**Task data**.
################

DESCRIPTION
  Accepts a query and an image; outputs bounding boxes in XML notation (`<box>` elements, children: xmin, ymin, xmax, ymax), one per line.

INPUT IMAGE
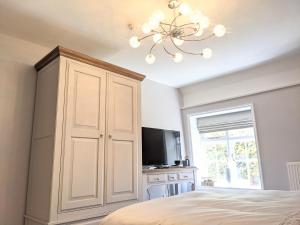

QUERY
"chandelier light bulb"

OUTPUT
<box><xmin>152</xmin><ymin>10</ymin><xmax>165</xmax><ymax>22</ymax></box>
<box><xmin>173</xmin><ymin>38</ymin><xmax>184</xmax><ymax>46</ymax></box>
<box><xmin>200</xmin><ymin>16</ymin><xmax>210</xmax><ymax>29</ymax></box>
<box><xmin>168</xmin><ymin>0</ymin><xmax>179</xmax><ymax>9</ymax></box>
<box><xmin>202</xmin><ymin>48</ymin><xmax>212</xmax><ymax>59</ymax></box>
<box><xmin>153</xmin><ymin>33</ymin><xmax>162</xmax><ymax>44</ymax></box>
<box><xmin>145</xmin><ymin>54</ymin><xmax>155</xmax><ymax>64</ymax></box>
<box><xmin>179</xmin><ymin>3</ymin><xmax>191</xmax><ymax>16</ymax></box>
<box><xmin>214</xmin><ymin>24</ymin><xmax>226</xmax><ymax>37</ymax></box>
<box><xmin>148</xmin><ymin>16</ymin><xmax>160</xmax><ymax>30</ymax></box>
<box><xmin>173</xmin><ymin>52</ymin><xmax>183</xmax><ymax>63</ymax></box>
<box><xmin>129</xmin><ymin>36</ymin><xmax>141</xmax><ymax>48</ymax></box>
<box><xmin>194</xmin><ymin>27</ymin><xmax>203</xmax><ymax>37</ymax></box>
<box><xmin>190</xmin><ymin>10</ymin><xmax>203</xmax><ymax>23</ymax></box>
<box><xmin>142</xmin><ymin>23</ymin><xmax>151</xmax><ymax>34</ymax></box>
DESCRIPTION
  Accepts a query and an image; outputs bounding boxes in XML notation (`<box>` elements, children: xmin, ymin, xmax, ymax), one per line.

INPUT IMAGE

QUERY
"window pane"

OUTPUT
<box><xmin>249</xmin><ymin>160</ymin><xmax>261</xmax><ymax>187</ymax></box>
<box><xmin>232</xmin><ymin>141</ymin><xmax>248</xmax><ymax>160</ymax></box>
<box><xmin>202</xmin><ymin>131</ymin><xmax>226</xmax><ymax>139</ymax></box>
<box><xmin>191</xmin><ymin>111</ymin><xmax>261</xmax><ymax>189</ymax></box>
<box><xmin>236</xmin><ymin>161</ymin><xmax>248</xmax><ymax>180</ymax></box>
<box><xmin>228</xmin><ymin>127</ymin><xmax>254</xmax><ymax>138</ymax></box>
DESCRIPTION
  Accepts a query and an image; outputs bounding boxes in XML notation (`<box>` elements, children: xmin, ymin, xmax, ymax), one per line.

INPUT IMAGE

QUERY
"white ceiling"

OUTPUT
<box><xmin>0</xmin><ymin>0</ymin><xmax>300</xmax><ymax>87</ymax></box>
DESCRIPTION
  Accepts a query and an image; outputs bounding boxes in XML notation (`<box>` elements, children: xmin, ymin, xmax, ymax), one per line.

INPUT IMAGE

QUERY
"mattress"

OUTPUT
<box><xmin>101</xmin><ymin>190</ymin><xmax>300</xmax><ymax>225</ymax></box>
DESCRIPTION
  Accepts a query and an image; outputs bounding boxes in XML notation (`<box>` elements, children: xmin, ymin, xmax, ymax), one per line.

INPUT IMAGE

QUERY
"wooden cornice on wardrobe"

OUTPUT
<box><xmin>34</xmin><ymin>46</ymin><xmax>145</xmax><ymax>81</ymax></box>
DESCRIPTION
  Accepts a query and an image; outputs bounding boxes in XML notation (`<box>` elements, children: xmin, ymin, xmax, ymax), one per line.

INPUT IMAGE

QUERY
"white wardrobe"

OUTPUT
<box><xmin>25</xmin><ymin>47</ymin><xmax>144</xmax><ymax>225</ymax></box>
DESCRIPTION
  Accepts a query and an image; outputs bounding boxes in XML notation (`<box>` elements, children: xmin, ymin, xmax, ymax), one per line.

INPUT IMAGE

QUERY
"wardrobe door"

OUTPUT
<box><xmin>106</xmin><ymin>74</ymin><xmax>138</xmax><ymax>203</ymax></box>
<box><xmin>60</xmin><ymin>62</ymin><xmax>106</xmax><ymax>210</ymax></box>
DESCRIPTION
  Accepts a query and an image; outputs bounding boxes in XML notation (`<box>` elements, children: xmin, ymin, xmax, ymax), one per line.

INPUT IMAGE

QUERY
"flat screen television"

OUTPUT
<box><xmin>142</xmin><ymin>127</ymin><xmax>181</xmax><ymax>166</ymax></box>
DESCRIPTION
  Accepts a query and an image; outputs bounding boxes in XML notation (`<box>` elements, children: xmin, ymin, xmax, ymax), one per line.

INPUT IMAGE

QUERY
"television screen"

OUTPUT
<box><xmin>142</xmin><ymin>127</ymin><xmax>181</xmax><ymax>166</ymax></box>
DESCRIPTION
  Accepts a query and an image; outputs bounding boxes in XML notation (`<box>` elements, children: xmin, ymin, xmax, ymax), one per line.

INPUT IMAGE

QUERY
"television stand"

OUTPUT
<box><xmin>143</xmin><ymin>166</ymin><xmax>197</xmax><ymax>200</ymax></box>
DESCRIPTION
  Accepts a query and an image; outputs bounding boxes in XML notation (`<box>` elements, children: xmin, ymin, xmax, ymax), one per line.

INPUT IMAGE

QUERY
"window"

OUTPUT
<box><xmin>190</xmin><ymin>107</ymin><xmax>261</xmax><ymax>189</ymax></box>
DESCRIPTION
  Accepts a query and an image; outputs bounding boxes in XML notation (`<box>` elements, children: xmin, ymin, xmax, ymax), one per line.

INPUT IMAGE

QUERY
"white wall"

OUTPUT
<box><xmin>142</xmin><ymin>79</ymin><xmax>185</xmax><ymax>156</ymax></box>
<box><xmin>180</xmin><ymin>51</ymin><xmax>300</xmax><ymax>108</ymax></box>
<box><xmin>0</xmin><ymin>34</ymin><xmax>48</xmax><ymax>225</ymax></box>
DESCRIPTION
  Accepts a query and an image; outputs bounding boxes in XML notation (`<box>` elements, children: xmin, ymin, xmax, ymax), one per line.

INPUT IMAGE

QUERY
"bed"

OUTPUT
<box><xmin>101</xmin><ymin>190</ymin><xmax>300</xmax><ymax>225</ymax></box>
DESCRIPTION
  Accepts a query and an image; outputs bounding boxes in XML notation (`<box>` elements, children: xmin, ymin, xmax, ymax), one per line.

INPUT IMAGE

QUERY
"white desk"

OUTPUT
<box><xmin>143</xmin><ymin>167</ymin><xmax>197</xmax><ymax>200</ymax></box>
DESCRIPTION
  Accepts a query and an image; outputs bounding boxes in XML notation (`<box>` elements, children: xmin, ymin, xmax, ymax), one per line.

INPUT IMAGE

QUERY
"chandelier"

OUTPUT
<box><xmin>129</xmin><ymin>0</ymin><xmax>226</xmax><ymax>64</ymax></box>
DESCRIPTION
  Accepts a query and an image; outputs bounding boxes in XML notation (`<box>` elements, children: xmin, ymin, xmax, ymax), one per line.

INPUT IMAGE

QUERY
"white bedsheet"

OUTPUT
<box><xmin>101</xmin><ymin>190</ymin><xmax>300</xmax><ymax>225</ymax></box>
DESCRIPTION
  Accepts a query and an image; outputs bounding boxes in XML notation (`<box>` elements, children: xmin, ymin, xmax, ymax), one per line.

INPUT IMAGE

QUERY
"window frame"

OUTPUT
<box><xmin>185</xmin><ymin>103</ymin><xmax>265</xmax><ymax>190</ymax></box>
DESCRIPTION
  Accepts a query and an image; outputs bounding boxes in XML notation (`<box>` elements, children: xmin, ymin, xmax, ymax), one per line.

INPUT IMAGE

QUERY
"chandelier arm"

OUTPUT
<box><xmin>160</xmin><ymin>22</ymin><xmax>171</xmax><ymax>26</ymax></box>
<box><xmin>181</xmin><ymin>34</ymin><xmax>215</xmax><ymax>41</ymax></box>
<box><xmin>170</xmin><ymin>38</ymin><xmax>203</xmax><ymax>55</ymax></box>
<box><xmin>139</xmin><ymin>32</ymin><xmax>158</xmax><ymax>41</ymax></box>
<box><xmin>160</xmin><ymin>25</ymin><xmax>169</xmax><ymax>35</ymax></box>
<box><xmin>180</xmin><ymin>27</ymin><xmax>198</xmax><ymax>40</ymax></box>
<box><xmin>177</xmin><ymin>23</ymin><xmax>195</xmax><ymax>27</ymax></box>
<box><xmin>163</xmin><ymin>45</ymin><xmax>175</xmax><ymax>57</ymax></box>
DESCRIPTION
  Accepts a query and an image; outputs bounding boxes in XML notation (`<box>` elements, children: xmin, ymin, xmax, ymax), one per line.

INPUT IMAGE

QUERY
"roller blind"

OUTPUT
<box><xmin>197</xmin><ymin>109</ymin><xmax>253</xmax><ymax>133</ymax></box>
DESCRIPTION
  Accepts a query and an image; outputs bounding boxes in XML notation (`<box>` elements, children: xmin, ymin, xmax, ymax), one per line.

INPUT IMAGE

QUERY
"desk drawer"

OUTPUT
<box><xmin>179</xmin><ymin>172</ymin><xmax>194</xmax><ymax>180</ymax></box>
<box><xmin>168</xmin><ymin>173</ymin><xmax>177</xmax><ymax>181</ymax></box>
<box><xmin>148</xmin><ymin>174</ymin><xmax>167</xmax><ymax>183</ymax></box>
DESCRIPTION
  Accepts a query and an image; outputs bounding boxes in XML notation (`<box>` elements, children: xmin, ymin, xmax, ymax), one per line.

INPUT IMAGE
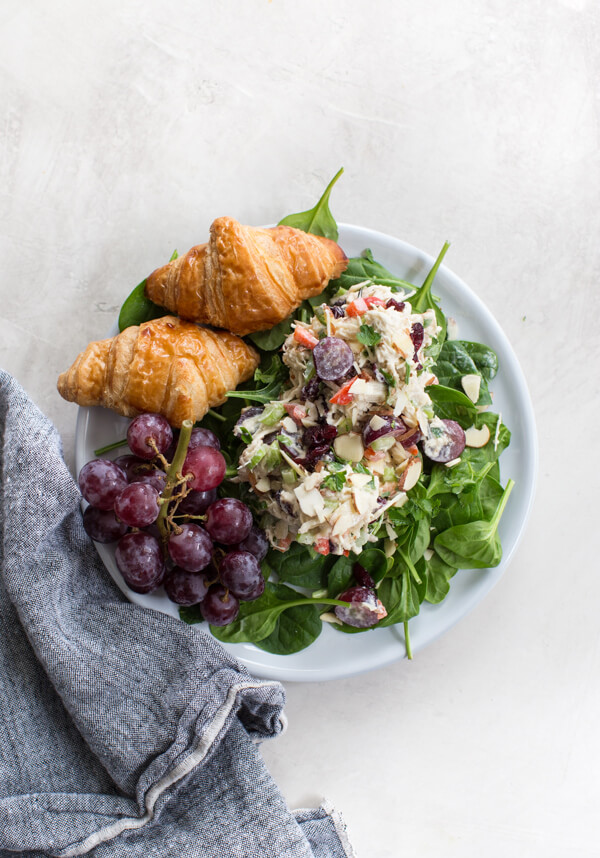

################

**Set task**. Pick out each line in the material above that contains the string "white", treating uppercase and lowercase as different, and copy those lines.

**Completed exercise**.
"white ceiling"
"white wardrobe"
"white wall"
"white desk"
"white bedsheet"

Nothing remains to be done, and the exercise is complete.